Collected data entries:
▼

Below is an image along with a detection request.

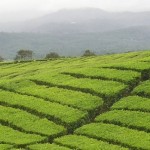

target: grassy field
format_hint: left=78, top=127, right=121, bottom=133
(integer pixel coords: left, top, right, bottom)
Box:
left=0, top=51, right=150, bottom=150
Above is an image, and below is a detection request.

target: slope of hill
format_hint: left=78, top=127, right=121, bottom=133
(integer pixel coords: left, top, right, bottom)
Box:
left=0, top=26, right=150, bottom=59
left=0, top=51, right=150, bottom=150
left=0, top=8, right=150, bottom=59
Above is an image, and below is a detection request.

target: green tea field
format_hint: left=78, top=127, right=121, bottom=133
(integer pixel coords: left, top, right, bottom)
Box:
left=0, top=50, right=150, bottom=150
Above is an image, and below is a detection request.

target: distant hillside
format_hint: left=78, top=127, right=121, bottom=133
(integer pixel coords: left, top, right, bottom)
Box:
left=0, top=8, right=150, bottom=59
left=0, top=26, right=150, bottom=59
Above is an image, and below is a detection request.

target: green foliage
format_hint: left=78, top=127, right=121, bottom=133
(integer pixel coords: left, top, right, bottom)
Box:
left=0, top=91, right=87, bottom=128
left=82, top=50, right=95, bottom=57
left=0, top=106, right=65, bottom=136
left=62, top=67, right=141, bottom=83
left=133, top=80, right=150, bottom=97
left=28, top=143, right=71, bottom=150
left=33, top=73, right=127, bottom=97
left=45, top=52, right=60, bottom=59
left=0, top=51, right=150, bottom=150
left=3, top=80, right=103, bottom=111
left=95, top=110, right=150, bottom=131
left=0, top=125, right=46, bottom=145
left=54, top=135, right=127, bottom=150
left=75, top=123, right=150, bottom=149
left=0, top=144, right=12, bottom=150
left=111, top=96, right=150, bottom=112
left=0, top=56, right=4, bottom=62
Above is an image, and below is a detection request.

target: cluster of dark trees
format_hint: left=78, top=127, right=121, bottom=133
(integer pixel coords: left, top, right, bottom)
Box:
left=0, top=49, right=96, bottom=62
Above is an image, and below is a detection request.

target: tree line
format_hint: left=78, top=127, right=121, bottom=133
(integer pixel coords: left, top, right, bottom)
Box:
left=0, top=49, right=96, bottom=62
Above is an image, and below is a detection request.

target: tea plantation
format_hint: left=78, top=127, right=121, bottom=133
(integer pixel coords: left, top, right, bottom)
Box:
left=0, top=51, right=150, bottom=150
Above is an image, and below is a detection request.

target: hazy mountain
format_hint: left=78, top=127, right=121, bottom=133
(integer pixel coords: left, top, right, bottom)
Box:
left=0, top=8, right=150, bottom=58
left=0, top=8, right=150, bottom=34
left=0, top=26, right=150, bottom=59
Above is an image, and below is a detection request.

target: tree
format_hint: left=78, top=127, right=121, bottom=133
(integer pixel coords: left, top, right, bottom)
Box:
left=83, top=50, right=95, bottom=57
left=15, top=49, right=33, bottom=61
left=0, top=56, right=4, bottom=62
left=45, top=52, right=60, bottom=59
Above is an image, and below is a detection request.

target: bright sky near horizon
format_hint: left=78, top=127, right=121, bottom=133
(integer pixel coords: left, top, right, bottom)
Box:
left=0, top=0, right=150, bottom=22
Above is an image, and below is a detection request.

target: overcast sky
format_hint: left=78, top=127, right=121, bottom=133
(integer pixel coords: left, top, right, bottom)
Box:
left=0, top=0, right=150, bottom=22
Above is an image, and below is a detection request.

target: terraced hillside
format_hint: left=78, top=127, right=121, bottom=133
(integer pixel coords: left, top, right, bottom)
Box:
left=0, top=51, right=150, bottom=150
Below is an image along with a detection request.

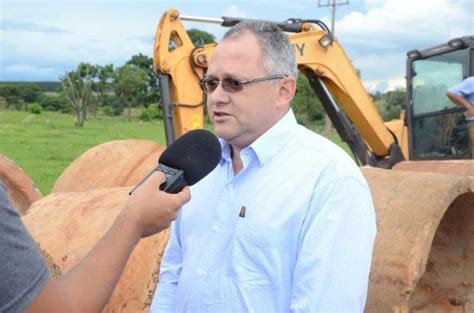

▲

Gather each line above that contains the string "field", and copy those lines out in full.

target: grassy field
target: green tea field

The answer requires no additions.